*To be done*: Substitute "gray cloud" for "white cloud" in everything from the line containing "For the dataset, tag each instance of the white" down to the line containing "Query: white cloud", and return only those lines with nothing else altered.

*Dataset records*:
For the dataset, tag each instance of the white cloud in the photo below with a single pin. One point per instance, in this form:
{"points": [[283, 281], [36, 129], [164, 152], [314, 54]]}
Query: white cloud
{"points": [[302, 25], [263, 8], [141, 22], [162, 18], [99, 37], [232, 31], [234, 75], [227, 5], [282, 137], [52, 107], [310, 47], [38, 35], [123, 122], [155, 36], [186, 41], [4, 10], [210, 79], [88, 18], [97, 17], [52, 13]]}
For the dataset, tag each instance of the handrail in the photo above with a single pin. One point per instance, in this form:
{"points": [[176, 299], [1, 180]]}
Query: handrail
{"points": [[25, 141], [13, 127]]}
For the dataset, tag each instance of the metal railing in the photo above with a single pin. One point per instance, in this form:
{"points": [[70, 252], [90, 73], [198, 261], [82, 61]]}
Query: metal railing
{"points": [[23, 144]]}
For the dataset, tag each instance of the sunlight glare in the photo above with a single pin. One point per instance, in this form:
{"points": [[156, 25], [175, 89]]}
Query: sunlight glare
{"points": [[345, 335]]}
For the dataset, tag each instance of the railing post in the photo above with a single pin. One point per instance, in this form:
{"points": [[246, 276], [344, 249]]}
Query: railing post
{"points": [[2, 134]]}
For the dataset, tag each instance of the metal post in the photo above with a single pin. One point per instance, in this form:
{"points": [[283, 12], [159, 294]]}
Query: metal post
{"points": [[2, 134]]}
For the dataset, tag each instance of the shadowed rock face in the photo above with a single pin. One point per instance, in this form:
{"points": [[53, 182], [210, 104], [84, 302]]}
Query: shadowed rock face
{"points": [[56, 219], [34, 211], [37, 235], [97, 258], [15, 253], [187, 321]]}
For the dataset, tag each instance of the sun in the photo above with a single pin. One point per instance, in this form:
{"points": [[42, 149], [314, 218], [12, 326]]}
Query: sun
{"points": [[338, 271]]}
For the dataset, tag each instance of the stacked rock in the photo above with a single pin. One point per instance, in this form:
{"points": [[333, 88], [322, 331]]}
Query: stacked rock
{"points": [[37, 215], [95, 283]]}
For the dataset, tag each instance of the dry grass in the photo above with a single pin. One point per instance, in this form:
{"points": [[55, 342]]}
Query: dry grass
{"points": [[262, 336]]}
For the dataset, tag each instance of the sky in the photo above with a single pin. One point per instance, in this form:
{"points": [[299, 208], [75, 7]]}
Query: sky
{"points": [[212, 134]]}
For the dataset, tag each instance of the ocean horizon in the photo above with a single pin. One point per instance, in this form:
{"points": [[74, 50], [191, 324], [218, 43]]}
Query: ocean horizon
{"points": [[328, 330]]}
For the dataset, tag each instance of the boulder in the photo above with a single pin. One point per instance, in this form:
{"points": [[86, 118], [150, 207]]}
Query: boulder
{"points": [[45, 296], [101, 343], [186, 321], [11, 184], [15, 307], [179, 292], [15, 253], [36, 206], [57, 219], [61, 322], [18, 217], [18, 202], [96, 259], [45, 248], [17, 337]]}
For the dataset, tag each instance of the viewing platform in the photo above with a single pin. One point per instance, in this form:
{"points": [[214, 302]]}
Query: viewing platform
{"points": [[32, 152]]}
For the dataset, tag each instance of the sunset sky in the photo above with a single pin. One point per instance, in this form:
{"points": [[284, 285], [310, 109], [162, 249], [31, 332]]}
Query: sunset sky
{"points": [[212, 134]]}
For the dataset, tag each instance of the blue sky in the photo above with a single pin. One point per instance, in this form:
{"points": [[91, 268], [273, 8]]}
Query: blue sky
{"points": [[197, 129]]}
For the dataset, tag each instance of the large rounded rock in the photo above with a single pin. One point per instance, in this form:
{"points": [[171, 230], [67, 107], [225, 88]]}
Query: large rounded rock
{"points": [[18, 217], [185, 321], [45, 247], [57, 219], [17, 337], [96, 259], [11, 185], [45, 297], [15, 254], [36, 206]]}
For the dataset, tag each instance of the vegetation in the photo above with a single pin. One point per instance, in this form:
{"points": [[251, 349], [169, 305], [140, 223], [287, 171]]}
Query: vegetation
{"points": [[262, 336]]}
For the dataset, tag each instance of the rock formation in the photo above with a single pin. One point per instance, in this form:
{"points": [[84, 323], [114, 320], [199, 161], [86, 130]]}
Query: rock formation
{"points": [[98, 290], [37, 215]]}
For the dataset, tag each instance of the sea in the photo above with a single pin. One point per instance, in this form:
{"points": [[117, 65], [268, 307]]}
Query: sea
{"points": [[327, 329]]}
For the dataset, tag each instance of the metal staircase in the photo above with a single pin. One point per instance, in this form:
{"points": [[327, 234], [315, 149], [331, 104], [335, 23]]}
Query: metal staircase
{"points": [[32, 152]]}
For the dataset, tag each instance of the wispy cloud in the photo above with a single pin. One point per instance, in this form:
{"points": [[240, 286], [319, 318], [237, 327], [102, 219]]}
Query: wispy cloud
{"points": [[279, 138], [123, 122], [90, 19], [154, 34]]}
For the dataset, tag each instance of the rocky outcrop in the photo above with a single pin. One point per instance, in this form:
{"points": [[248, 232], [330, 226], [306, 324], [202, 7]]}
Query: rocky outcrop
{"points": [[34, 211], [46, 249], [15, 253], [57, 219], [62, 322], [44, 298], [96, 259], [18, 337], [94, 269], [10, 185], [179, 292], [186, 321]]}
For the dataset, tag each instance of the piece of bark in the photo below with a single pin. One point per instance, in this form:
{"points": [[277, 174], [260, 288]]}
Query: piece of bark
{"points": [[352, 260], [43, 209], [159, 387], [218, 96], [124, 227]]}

* * *

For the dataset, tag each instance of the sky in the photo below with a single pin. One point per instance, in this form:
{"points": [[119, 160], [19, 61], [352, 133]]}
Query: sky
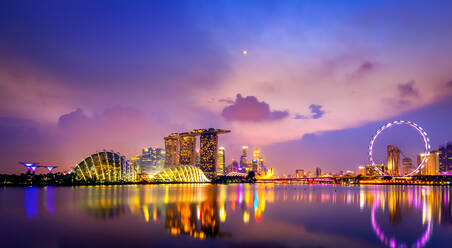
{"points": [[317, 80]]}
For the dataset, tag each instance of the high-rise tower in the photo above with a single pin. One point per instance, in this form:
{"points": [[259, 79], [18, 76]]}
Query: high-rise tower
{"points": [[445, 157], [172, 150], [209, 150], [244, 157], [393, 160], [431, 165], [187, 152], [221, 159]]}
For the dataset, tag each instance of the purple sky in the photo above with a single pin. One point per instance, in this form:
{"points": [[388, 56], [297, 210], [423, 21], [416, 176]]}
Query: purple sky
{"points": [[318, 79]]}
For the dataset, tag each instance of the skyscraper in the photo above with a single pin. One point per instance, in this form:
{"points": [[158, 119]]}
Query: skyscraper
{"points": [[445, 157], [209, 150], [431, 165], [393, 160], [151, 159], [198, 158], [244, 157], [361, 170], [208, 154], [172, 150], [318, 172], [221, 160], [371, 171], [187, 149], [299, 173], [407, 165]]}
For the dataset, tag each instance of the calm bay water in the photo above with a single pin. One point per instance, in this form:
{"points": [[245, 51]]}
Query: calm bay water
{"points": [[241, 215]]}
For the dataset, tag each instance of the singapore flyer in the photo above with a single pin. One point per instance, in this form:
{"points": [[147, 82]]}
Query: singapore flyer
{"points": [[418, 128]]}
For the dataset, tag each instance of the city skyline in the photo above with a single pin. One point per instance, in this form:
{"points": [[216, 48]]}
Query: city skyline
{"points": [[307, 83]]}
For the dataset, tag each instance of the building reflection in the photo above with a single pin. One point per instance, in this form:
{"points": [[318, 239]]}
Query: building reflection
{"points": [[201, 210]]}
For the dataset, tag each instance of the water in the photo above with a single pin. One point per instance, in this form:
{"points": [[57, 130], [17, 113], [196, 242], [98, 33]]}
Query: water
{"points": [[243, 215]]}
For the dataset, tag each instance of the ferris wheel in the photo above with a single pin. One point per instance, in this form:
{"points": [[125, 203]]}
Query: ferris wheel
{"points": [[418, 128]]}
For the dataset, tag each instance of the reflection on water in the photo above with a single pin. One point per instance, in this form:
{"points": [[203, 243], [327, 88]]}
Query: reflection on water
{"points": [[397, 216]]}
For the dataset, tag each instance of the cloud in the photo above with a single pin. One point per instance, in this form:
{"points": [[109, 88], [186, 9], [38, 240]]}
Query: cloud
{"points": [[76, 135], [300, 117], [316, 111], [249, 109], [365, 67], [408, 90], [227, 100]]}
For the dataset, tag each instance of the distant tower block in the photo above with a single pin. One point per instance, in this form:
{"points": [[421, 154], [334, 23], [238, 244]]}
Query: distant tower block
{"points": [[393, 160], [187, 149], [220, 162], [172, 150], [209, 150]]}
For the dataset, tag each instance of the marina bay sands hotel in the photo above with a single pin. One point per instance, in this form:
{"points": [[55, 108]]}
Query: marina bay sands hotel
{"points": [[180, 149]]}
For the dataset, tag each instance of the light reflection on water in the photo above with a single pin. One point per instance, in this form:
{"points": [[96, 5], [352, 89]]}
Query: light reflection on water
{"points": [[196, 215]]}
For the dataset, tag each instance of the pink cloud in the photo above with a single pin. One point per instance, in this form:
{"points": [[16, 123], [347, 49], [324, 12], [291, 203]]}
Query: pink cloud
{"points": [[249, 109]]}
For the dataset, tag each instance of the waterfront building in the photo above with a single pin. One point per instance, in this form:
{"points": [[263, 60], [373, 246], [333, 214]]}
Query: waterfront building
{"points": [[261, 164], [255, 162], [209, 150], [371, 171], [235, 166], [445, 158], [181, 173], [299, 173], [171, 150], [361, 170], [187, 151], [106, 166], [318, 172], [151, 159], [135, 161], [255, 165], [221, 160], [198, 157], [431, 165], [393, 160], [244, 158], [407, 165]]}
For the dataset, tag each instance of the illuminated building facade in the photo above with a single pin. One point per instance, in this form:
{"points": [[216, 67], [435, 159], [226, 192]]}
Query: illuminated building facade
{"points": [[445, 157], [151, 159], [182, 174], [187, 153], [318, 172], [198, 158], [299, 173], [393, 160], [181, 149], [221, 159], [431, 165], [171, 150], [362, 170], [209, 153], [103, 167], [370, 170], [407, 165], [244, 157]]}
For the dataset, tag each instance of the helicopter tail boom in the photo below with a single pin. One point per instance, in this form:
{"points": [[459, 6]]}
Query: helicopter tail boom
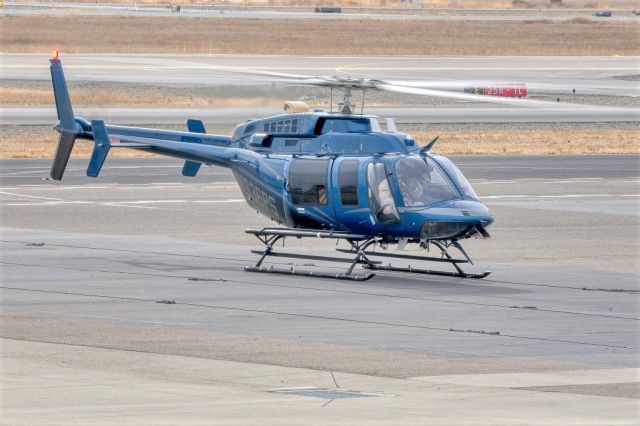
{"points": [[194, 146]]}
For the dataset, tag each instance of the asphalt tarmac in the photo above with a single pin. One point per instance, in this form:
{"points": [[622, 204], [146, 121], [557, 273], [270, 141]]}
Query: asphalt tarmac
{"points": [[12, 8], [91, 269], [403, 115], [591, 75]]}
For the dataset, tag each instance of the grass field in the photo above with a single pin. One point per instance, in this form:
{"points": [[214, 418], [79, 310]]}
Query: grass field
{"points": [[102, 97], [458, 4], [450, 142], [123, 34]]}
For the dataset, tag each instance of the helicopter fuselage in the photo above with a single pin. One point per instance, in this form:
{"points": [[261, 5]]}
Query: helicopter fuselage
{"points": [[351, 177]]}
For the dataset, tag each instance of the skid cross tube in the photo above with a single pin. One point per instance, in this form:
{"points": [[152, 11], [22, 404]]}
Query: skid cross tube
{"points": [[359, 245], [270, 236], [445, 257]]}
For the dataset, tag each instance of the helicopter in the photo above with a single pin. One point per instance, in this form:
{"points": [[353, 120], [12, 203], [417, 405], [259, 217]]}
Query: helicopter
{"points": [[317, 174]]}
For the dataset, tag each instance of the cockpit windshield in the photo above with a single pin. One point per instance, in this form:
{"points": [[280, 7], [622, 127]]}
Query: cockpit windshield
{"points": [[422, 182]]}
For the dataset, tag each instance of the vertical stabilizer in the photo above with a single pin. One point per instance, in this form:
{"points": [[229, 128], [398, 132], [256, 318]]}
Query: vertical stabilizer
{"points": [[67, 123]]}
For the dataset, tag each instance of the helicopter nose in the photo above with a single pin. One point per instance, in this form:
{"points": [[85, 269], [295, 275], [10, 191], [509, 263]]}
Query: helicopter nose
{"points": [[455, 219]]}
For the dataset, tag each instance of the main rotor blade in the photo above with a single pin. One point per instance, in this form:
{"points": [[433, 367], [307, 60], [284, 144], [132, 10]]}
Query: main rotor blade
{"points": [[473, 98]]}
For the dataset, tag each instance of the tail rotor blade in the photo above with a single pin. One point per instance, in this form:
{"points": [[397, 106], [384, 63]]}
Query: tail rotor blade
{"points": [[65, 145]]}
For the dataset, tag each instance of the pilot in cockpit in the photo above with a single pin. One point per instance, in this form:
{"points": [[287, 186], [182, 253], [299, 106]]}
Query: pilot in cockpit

*Answer to this task*:
For the dataset, tag each instance of the gray cloud in the photo below with a single pin. One point per instance, in this form:
{"points": [[283, 281], [36, 129], [164, 152], [314, 54]]}
Query: gray cloud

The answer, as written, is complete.